◆ Short exercise ◆
Beginning with the line that contains "cabinet handle, each", extract each line through the end of the listing below, with no additions or omissions.

◆ The input ◆
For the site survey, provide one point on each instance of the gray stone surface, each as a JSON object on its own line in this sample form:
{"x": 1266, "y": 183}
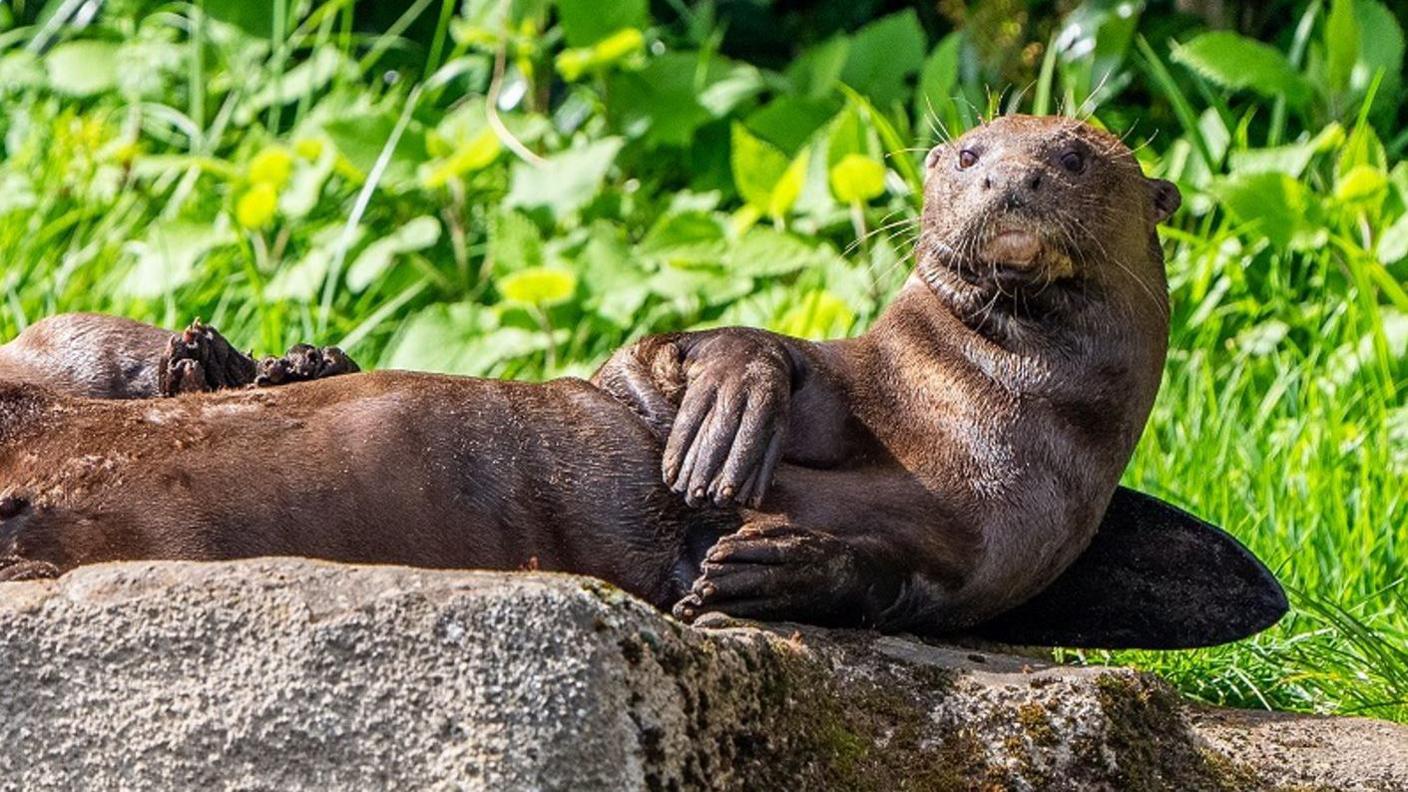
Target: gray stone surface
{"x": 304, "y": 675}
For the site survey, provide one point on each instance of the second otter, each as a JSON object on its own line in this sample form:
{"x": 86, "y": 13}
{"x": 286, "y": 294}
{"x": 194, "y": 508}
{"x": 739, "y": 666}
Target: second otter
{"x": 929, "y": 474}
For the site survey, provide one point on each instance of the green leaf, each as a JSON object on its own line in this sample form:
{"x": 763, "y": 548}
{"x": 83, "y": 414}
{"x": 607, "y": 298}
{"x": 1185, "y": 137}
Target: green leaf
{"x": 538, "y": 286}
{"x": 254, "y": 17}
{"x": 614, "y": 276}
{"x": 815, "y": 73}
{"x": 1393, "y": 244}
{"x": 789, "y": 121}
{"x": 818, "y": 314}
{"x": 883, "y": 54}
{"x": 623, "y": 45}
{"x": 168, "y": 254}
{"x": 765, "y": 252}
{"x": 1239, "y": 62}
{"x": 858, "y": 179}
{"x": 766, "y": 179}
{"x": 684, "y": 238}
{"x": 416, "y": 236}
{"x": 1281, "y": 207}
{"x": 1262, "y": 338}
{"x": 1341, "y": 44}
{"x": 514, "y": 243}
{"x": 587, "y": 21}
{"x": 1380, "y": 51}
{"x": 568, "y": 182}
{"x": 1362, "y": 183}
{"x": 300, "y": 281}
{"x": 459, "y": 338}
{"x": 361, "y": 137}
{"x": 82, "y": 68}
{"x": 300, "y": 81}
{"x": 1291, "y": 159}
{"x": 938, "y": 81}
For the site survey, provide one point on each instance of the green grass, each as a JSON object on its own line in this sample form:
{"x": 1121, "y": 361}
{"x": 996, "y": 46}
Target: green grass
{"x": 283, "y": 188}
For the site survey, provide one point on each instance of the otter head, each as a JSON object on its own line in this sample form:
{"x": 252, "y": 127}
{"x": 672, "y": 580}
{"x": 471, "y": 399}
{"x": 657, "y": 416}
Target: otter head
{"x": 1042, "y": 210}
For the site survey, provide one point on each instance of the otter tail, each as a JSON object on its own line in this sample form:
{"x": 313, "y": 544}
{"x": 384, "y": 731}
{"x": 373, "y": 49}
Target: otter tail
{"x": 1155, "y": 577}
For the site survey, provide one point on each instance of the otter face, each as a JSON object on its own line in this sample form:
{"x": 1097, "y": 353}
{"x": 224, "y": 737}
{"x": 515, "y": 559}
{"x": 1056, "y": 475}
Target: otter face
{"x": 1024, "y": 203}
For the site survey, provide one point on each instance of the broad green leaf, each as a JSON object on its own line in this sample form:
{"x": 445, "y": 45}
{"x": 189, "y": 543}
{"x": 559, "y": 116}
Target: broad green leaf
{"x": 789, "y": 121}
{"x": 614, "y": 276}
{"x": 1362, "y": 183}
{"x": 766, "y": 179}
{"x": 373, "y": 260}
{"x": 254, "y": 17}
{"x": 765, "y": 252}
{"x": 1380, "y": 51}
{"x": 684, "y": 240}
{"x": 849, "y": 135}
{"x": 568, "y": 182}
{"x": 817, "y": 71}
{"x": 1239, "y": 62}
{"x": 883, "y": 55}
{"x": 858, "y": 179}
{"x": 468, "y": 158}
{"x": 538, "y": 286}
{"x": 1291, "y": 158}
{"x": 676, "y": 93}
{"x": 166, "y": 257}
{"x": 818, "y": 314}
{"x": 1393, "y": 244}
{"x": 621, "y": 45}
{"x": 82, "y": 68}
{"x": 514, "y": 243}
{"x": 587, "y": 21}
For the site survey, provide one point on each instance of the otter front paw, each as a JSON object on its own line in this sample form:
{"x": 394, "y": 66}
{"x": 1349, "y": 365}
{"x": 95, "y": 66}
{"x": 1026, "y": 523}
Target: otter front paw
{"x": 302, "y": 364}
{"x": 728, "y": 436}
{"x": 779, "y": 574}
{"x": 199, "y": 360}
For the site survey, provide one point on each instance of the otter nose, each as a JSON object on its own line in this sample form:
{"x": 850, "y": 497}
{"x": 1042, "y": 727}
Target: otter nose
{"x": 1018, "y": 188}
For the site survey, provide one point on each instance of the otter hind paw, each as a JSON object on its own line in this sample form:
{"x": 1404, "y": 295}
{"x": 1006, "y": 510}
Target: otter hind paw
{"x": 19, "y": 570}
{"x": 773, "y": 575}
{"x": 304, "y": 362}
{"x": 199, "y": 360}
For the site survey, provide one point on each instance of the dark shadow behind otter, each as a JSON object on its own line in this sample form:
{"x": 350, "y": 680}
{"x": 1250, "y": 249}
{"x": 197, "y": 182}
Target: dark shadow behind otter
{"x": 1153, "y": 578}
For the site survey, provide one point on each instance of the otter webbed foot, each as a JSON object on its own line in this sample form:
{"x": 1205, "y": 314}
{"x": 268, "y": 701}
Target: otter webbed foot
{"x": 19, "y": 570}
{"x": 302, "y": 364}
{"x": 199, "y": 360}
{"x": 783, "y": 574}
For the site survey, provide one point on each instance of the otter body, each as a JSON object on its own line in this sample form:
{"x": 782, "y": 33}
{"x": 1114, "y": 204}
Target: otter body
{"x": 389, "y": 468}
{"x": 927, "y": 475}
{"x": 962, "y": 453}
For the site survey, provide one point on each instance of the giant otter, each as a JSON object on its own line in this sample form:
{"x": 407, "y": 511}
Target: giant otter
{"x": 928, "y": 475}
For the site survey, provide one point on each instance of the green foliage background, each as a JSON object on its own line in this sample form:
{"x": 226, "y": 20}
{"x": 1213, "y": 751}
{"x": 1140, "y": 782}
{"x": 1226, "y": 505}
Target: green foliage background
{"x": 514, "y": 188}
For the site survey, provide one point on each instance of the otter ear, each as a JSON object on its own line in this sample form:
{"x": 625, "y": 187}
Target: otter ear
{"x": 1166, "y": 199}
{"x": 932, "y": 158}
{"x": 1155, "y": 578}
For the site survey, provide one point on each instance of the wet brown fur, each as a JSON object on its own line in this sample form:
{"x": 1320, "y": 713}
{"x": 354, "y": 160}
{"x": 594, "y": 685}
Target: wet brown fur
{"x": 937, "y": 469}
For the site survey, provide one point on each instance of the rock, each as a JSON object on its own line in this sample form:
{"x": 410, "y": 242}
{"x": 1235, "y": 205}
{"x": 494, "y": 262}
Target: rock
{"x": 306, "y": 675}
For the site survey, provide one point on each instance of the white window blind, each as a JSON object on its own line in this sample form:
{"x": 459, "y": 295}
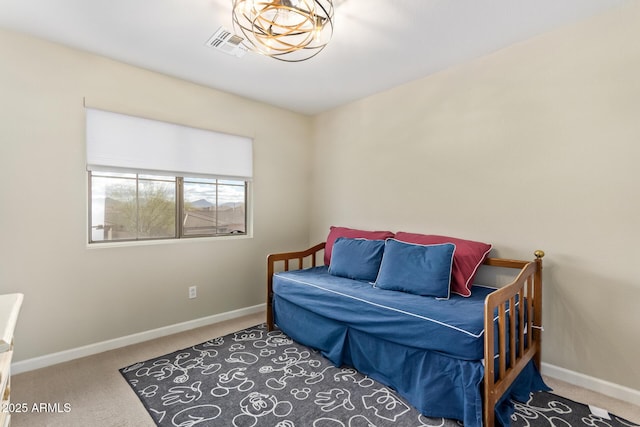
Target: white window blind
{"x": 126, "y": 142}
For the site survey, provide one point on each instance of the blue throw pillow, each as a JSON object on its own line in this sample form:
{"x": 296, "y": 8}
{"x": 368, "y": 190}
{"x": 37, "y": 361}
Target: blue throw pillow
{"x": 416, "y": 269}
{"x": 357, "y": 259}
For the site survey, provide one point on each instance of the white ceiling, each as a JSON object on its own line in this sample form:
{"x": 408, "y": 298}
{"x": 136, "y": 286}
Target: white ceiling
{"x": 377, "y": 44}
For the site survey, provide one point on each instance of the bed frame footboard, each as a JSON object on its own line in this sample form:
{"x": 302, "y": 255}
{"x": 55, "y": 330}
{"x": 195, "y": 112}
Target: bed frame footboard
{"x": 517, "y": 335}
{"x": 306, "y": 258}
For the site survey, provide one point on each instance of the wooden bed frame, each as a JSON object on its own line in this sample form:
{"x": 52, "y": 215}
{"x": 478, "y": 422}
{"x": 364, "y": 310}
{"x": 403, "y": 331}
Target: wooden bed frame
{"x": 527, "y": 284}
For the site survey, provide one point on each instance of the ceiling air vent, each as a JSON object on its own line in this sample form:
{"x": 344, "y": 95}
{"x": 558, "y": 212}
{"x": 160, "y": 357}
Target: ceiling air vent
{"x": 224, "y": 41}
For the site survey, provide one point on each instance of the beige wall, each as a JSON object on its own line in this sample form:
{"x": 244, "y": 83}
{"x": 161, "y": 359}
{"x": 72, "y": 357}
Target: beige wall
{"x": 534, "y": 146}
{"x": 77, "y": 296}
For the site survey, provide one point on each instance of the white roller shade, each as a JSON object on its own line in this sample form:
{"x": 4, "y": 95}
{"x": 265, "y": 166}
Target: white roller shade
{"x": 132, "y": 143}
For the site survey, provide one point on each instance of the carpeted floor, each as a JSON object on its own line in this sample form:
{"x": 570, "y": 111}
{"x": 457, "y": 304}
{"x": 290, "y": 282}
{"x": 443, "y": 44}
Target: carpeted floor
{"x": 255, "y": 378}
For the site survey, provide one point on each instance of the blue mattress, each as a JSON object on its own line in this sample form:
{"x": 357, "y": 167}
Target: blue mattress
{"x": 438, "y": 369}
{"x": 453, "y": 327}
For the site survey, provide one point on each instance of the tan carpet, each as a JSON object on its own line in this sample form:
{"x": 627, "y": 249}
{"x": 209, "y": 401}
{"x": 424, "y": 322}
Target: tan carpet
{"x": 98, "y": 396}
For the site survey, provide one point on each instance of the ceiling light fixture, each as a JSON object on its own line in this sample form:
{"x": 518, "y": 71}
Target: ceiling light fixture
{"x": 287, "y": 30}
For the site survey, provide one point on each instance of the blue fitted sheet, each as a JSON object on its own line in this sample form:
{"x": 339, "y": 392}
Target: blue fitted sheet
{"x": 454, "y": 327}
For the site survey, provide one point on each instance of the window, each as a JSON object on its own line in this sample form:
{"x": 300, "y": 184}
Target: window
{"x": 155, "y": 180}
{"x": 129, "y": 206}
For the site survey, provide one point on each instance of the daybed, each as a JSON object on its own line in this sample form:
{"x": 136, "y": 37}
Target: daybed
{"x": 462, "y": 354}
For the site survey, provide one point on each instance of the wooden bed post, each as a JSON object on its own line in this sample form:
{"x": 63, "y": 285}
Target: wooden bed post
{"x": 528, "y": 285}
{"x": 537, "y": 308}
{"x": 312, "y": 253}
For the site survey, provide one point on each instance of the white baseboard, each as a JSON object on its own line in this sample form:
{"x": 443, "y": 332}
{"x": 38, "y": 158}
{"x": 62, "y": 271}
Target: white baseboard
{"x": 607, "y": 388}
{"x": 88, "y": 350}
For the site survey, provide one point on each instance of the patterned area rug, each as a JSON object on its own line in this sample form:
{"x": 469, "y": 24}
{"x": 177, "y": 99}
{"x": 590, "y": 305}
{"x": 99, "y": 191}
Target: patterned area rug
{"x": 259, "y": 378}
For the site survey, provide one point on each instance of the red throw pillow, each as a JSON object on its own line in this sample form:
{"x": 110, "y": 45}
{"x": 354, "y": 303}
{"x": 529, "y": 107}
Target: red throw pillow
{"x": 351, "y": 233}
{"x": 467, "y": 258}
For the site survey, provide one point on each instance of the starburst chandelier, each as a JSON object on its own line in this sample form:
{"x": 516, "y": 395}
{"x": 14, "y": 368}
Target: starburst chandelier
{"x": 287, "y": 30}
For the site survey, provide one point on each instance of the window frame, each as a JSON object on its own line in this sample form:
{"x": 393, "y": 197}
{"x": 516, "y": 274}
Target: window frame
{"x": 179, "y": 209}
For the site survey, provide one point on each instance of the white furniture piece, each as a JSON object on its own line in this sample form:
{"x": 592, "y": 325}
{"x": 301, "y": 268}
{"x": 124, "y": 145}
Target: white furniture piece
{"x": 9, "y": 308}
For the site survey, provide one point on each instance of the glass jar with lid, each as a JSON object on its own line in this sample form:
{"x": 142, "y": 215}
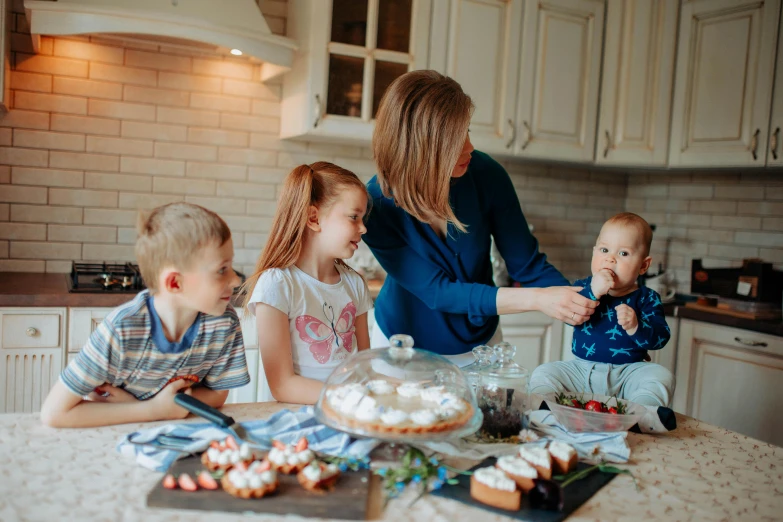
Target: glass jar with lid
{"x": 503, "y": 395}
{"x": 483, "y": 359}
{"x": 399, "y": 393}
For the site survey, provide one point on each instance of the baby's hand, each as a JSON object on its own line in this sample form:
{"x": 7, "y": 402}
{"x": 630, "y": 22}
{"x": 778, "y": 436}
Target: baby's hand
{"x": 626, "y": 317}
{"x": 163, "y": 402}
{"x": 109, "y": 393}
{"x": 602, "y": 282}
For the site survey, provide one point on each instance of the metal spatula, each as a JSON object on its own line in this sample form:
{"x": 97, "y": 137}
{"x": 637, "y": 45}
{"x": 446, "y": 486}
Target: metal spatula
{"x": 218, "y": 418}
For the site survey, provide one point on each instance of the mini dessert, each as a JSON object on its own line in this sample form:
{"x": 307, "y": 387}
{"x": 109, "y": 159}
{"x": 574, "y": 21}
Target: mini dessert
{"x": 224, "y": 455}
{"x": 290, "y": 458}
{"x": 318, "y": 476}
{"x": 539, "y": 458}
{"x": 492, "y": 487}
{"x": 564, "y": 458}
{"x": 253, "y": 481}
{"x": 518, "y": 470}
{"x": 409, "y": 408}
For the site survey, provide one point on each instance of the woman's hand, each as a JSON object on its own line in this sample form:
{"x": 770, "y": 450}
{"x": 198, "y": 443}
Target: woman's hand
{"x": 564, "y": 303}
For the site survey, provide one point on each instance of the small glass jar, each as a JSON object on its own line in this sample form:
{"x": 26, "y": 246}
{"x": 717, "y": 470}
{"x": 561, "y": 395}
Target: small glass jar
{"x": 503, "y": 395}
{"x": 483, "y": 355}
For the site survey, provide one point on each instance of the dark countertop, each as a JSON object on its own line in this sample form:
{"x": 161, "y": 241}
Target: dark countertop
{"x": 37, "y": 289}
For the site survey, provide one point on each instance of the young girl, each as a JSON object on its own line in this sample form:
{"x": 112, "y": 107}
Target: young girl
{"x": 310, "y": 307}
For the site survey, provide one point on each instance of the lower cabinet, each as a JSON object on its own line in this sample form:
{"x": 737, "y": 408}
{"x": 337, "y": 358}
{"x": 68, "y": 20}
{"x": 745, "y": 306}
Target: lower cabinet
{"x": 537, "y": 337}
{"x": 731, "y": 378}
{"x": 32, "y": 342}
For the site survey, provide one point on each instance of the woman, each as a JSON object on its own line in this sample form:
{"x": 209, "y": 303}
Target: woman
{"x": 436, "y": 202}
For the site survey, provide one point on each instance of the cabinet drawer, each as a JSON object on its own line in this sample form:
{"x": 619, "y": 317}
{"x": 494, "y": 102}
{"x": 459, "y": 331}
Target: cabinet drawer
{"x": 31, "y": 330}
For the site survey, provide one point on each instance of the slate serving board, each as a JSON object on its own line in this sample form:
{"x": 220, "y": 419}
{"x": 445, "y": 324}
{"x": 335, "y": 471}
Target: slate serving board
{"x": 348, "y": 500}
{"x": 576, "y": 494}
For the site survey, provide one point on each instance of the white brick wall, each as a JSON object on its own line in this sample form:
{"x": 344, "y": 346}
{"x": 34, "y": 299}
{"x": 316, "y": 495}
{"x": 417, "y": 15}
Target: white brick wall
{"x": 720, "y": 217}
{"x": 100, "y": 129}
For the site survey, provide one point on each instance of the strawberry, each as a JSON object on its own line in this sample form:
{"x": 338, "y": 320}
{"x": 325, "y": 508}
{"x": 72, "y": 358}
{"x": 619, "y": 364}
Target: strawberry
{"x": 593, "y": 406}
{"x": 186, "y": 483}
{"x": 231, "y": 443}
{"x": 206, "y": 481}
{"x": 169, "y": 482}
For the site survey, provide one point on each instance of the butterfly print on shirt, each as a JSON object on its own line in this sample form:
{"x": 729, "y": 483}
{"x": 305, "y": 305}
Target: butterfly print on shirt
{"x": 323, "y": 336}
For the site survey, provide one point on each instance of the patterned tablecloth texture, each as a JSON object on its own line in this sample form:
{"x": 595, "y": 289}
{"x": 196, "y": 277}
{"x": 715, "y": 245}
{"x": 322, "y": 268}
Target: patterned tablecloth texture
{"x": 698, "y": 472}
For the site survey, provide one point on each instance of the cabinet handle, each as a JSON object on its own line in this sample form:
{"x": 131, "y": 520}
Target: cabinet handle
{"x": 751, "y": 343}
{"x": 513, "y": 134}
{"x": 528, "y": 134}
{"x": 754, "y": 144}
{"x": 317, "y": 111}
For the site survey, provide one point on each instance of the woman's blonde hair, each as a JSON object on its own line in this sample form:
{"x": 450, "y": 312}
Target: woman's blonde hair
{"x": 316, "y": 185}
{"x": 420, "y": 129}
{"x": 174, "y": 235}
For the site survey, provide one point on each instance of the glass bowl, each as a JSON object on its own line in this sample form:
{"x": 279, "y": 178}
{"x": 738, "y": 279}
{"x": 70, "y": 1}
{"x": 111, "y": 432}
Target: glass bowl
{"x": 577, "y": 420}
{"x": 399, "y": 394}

◆ Task response ◆
For the site survey, provide one point on each instance of the cabinet handle, each as a JSON object on its own line in this sample form:
{"x": 131, "y": 520}
Target: cabinet handle
{"x": 751, "y": 343}
{"x": 513, "y": 134}
{"x": 528, "y": 134}
{"x": 754, "y": 144}
{"x": 317, "y": 111}
For the site survey, provide one point on each instance of the woman's blonde hair, each as a JSON object on its own line in this sample form:
{"x": 450, "y": 312}
Target: woman's blonde hair
{"x": 316, "y": 185}
{"x": 420, "y": 129}
{"x": 174, "y": 235}
For the site survey, provide one point on each instance of the glass bowl, each as a JSON object on its own line in this sample form:
{"x": 279, "y": 178}
{"x": 738, "y": 279}
{"x": 70, "y": 1}
{"x": 111, "y": 432}
Target: glass bowl
{"x": 577, "y": 420}
{"x": 399, "y": 394}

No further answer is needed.